→ Task statement: Of all the lines below, output only those starting at the one with "Spot the groomed" and ending at the one with "Query: black background", both ends included, exactly as written.

→ Collection entries:
------------------------------------------------
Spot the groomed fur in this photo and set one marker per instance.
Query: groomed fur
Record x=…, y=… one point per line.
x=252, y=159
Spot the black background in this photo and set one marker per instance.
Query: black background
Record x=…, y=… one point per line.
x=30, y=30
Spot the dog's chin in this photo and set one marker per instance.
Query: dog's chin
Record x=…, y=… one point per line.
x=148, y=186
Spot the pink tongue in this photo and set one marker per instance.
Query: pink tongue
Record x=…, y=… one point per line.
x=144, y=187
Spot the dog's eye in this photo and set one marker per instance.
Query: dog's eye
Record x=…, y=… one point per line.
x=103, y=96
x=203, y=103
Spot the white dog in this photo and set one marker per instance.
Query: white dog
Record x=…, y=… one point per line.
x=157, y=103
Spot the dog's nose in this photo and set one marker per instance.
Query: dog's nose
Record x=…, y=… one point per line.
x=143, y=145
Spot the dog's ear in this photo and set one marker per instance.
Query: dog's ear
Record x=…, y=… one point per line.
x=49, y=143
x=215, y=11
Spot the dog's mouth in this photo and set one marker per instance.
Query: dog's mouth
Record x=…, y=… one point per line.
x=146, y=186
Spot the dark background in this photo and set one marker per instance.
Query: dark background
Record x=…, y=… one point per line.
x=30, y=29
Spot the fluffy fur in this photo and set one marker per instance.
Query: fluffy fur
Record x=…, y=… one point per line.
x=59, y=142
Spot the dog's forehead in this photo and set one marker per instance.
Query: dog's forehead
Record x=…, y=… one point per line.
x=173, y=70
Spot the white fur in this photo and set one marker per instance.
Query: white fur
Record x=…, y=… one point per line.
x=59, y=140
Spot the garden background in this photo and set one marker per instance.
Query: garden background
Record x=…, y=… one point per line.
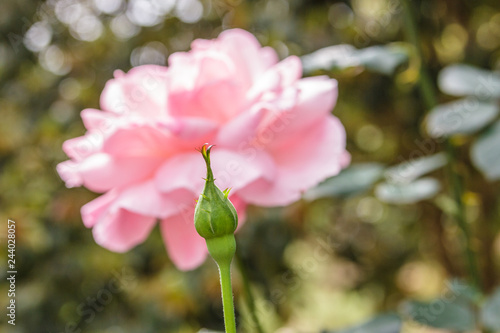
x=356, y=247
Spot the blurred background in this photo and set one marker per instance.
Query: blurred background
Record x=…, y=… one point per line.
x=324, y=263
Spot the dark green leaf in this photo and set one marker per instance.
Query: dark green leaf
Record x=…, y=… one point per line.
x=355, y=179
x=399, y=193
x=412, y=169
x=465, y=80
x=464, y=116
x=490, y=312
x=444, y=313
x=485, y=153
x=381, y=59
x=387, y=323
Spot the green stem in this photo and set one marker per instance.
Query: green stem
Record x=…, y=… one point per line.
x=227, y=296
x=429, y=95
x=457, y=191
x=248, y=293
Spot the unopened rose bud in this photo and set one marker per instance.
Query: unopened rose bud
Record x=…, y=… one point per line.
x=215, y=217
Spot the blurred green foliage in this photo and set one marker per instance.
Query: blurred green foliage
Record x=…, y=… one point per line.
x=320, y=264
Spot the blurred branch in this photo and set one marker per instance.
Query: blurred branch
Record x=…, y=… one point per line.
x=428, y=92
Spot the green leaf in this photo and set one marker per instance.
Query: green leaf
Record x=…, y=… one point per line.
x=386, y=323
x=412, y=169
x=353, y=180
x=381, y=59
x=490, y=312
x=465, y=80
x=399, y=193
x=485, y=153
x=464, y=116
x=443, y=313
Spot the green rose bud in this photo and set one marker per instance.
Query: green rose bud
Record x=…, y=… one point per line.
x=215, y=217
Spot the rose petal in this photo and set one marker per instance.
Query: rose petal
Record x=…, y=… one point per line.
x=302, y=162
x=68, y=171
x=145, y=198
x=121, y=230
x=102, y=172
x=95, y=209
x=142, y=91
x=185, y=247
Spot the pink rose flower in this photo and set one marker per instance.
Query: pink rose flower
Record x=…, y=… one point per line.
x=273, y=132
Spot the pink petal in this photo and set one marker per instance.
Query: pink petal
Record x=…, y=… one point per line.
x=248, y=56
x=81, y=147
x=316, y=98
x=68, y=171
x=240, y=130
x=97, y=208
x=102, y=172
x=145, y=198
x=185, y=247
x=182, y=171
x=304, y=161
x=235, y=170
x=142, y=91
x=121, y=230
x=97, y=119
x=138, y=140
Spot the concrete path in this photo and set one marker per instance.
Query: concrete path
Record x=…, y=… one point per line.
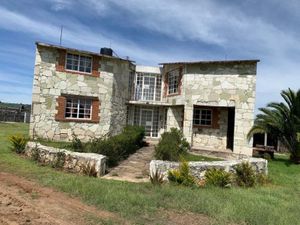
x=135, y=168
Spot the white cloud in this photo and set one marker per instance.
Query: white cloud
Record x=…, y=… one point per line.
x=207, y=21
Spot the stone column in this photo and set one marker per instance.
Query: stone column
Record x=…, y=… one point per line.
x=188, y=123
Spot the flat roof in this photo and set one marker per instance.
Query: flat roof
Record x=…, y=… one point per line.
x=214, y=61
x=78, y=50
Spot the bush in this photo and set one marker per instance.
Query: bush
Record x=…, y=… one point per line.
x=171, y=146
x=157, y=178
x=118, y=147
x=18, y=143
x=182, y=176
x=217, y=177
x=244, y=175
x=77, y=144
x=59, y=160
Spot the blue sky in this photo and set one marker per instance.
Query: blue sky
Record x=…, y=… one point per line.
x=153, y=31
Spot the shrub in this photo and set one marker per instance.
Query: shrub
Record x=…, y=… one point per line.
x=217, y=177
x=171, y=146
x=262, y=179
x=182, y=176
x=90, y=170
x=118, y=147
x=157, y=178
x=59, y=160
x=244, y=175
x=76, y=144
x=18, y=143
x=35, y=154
------------------------------------------------
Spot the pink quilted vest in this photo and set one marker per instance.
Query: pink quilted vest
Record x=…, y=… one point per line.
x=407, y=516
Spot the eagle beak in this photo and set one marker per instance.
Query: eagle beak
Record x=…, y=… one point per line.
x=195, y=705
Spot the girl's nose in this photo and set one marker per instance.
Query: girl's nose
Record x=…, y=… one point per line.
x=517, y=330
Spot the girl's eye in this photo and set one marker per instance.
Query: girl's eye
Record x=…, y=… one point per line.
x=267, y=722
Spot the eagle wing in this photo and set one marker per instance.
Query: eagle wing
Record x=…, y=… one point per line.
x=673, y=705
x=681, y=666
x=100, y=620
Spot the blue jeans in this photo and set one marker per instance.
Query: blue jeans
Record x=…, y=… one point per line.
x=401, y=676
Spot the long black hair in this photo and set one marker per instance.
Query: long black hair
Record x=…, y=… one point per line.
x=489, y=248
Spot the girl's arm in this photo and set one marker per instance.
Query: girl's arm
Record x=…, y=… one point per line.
------------------------------------------------
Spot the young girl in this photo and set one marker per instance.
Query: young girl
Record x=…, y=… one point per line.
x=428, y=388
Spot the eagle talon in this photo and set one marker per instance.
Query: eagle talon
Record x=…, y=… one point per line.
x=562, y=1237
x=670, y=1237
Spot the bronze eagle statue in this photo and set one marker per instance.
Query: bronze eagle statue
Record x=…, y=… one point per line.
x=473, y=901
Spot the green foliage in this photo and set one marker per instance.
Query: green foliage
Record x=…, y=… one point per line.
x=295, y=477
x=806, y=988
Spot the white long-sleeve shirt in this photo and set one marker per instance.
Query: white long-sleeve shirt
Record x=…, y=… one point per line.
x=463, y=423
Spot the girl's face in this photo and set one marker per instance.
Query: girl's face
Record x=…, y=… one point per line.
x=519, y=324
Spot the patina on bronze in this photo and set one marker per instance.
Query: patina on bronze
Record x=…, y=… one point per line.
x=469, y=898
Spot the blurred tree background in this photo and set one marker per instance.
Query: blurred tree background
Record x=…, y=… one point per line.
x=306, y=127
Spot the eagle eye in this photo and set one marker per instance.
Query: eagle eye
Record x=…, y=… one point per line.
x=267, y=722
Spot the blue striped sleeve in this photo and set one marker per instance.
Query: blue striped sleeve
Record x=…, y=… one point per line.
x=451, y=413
------------------------------------------------
→ Exercise result:
Spot the groomed fur in this photo and set one marker per instance.
Query: groomed fur
Record x=…, y=… one point per line.
x=252, y=159
Spot the black background in this photo and set one marker per instance.
Query: black background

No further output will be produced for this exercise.